Find every line of the data below that contains the word "wispy" and copy each one out. Case counts.

____

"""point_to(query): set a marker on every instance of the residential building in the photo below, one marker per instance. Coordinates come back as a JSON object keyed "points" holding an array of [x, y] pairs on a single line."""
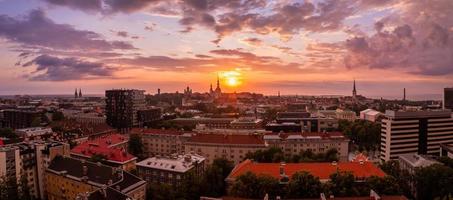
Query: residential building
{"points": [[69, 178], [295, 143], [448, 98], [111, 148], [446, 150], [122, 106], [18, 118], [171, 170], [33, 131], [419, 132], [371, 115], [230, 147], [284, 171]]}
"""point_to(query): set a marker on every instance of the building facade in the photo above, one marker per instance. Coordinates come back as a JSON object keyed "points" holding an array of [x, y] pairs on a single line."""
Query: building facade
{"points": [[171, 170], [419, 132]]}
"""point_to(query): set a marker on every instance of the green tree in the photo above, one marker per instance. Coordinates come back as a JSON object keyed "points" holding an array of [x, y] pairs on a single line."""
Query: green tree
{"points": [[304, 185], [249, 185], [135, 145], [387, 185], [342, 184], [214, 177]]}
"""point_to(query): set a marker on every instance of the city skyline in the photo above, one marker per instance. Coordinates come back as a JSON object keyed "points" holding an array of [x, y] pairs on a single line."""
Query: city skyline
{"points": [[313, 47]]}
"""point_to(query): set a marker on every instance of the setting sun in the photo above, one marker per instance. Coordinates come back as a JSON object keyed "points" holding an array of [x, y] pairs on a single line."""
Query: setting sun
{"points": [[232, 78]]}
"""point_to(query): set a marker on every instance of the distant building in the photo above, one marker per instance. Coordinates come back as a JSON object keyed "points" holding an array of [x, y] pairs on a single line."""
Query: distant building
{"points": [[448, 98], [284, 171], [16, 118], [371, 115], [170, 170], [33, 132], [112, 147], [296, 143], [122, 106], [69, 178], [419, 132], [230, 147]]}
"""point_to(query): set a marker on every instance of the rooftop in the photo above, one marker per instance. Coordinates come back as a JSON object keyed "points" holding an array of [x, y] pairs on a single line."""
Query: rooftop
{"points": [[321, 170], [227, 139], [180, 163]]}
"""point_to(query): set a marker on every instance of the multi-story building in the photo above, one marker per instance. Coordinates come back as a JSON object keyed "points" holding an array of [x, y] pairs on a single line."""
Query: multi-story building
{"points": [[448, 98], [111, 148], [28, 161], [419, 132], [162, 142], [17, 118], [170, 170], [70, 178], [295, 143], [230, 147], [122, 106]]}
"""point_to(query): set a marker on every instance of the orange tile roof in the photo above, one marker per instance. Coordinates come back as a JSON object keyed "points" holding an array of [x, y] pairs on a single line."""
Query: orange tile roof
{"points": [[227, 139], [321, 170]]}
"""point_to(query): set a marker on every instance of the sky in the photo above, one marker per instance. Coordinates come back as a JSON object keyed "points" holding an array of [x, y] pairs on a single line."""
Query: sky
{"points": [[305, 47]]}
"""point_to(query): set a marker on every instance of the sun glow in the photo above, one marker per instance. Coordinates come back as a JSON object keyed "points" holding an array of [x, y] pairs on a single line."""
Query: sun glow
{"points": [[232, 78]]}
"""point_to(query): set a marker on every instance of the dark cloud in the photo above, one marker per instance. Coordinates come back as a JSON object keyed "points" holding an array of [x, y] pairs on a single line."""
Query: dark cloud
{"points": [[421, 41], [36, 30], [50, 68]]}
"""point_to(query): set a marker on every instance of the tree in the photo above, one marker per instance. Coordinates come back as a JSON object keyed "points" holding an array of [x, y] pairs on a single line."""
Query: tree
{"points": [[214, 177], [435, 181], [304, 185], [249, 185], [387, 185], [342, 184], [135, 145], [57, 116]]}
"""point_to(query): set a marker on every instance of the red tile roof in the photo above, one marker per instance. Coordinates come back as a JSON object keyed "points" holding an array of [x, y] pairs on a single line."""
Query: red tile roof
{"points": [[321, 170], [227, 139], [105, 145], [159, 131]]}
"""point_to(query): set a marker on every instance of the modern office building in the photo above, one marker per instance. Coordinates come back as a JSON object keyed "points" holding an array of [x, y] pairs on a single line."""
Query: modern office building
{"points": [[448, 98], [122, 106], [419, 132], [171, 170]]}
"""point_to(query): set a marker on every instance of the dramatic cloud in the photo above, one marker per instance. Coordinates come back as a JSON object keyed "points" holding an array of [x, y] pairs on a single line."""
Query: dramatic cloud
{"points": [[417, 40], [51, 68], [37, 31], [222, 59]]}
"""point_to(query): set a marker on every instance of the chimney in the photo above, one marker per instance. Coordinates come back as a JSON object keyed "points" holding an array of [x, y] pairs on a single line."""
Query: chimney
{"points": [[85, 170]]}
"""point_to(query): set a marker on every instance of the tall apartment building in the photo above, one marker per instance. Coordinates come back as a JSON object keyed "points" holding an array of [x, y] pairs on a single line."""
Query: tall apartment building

____

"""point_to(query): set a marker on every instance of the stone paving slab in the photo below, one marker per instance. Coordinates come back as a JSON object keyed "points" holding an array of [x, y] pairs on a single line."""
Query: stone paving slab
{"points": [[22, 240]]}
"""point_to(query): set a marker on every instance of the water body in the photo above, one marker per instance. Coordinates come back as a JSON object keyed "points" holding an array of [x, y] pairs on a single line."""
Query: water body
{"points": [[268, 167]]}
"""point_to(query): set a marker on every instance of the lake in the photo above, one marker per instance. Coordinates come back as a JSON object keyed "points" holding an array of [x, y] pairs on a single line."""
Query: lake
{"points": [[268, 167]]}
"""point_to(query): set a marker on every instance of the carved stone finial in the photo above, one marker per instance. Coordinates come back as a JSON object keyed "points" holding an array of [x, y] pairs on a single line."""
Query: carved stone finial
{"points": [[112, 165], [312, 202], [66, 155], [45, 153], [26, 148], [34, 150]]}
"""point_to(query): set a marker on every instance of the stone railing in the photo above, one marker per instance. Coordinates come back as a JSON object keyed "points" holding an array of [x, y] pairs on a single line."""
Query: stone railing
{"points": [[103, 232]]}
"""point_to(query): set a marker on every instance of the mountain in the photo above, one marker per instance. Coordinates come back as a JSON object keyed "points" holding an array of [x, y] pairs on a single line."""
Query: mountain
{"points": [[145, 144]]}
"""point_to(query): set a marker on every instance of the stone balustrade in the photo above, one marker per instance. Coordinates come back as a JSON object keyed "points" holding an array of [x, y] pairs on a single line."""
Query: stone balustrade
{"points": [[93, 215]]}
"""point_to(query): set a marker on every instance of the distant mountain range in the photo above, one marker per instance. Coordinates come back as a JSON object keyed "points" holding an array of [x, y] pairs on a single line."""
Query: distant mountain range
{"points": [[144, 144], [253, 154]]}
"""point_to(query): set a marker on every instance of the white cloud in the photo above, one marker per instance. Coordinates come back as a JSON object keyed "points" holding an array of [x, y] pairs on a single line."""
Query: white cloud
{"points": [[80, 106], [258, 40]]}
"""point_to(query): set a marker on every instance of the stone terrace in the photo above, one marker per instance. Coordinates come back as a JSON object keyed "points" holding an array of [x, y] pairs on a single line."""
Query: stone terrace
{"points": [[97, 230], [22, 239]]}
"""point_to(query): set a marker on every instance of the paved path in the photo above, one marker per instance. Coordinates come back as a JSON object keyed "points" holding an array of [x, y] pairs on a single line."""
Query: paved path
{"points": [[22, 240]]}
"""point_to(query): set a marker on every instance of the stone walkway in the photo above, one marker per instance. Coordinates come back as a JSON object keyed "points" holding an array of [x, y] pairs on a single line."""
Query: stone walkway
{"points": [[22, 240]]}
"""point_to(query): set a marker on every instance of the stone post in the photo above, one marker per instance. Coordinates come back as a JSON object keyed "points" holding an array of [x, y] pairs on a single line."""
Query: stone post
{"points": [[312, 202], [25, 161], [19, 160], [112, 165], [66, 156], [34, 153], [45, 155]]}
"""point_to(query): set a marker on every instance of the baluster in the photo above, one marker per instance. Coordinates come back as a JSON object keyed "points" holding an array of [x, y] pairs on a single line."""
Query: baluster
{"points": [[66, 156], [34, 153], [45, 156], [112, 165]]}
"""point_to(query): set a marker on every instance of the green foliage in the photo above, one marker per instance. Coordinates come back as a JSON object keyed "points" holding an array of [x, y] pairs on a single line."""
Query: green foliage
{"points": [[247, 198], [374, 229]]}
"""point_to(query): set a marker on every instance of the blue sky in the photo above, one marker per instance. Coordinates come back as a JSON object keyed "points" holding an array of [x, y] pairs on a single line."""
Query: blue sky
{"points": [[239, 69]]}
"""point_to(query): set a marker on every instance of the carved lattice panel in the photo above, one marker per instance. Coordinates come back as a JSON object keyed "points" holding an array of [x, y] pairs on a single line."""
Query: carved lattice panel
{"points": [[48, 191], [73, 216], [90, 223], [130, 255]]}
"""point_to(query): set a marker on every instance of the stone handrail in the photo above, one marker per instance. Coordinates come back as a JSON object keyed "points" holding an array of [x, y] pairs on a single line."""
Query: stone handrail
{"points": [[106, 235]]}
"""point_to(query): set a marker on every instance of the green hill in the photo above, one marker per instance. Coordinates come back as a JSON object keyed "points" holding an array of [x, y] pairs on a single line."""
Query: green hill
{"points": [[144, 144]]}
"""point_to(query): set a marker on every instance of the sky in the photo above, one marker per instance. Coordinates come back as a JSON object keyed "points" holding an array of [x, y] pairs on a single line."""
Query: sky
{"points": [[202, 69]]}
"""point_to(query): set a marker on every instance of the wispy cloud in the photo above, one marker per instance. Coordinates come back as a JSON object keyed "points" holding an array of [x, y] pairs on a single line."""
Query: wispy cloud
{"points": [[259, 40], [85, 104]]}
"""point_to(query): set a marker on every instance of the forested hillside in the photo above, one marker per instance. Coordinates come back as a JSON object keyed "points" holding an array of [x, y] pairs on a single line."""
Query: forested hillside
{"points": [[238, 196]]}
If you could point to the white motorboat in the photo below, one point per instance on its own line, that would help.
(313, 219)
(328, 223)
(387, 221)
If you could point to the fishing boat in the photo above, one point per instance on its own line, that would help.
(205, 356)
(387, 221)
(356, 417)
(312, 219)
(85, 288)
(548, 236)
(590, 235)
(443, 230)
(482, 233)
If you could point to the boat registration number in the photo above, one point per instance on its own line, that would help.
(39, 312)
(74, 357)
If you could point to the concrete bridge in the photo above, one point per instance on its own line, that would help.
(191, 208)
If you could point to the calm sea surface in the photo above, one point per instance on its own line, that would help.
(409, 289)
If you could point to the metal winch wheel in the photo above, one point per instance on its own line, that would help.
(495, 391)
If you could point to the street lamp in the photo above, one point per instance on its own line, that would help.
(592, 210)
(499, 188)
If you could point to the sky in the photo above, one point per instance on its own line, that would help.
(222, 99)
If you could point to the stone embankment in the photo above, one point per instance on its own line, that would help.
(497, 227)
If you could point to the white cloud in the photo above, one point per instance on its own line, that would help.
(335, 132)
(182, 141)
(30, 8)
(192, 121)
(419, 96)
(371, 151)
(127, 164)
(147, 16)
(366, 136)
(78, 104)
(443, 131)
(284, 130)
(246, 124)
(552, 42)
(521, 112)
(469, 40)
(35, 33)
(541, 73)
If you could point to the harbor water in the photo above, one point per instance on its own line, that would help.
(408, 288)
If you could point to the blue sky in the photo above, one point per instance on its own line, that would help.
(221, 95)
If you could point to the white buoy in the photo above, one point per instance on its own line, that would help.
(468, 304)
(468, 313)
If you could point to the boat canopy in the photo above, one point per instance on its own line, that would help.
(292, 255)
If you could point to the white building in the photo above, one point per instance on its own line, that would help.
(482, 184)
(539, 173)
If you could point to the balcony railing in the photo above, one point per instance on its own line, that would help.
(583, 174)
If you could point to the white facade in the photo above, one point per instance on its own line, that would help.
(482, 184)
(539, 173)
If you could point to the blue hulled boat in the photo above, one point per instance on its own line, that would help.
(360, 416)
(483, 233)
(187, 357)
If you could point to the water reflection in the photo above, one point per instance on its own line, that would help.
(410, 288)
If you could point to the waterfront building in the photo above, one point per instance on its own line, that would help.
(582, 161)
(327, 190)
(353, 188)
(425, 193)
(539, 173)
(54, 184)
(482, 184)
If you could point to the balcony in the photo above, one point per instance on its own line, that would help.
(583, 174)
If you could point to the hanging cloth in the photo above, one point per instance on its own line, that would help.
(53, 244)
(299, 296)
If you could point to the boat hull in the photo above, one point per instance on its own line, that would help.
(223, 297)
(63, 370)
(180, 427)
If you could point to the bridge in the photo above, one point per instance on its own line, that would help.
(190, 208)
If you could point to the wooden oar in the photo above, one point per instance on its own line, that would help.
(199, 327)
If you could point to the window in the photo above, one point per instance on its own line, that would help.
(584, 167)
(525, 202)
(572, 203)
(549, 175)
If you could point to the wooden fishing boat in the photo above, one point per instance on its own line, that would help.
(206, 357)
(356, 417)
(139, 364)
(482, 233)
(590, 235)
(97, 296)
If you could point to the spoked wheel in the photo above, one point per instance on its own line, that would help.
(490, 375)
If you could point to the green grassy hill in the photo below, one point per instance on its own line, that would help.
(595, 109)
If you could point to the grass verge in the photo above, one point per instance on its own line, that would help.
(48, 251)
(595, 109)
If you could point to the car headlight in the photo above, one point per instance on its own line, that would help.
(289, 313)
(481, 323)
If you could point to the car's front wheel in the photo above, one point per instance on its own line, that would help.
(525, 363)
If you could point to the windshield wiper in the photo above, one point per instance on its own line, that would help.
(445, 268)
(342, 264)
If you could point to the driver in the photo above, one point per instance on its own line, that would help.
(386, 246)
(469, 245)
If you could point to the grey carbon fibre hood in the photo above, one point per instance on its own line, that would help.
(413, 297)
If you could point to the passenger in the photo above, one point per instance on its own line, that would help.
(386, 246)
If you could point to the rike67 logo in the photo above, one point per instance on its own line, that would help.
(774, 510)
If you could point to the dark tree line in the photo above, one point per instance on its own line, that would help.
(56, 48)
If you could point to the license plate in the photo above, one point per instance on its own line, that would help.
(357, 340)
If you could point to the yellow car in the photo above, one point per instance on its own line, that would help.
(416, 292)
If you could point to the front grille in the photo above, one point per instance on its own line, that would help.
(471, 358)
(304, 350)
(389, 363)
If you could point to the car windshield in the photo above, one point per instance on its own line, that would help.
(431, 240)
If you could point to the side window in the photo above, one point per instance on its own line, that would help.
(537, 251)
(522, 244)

____

### SOLUTION TO THE PROBLEM
"""point_to(query): set a marker on every instance of the wispy cloud in the photo above, one marker per instance. Coordinates come back as a JSON object keyed "points" holding an array of [x, y] pairs on a single line."""
Query: wispy cloud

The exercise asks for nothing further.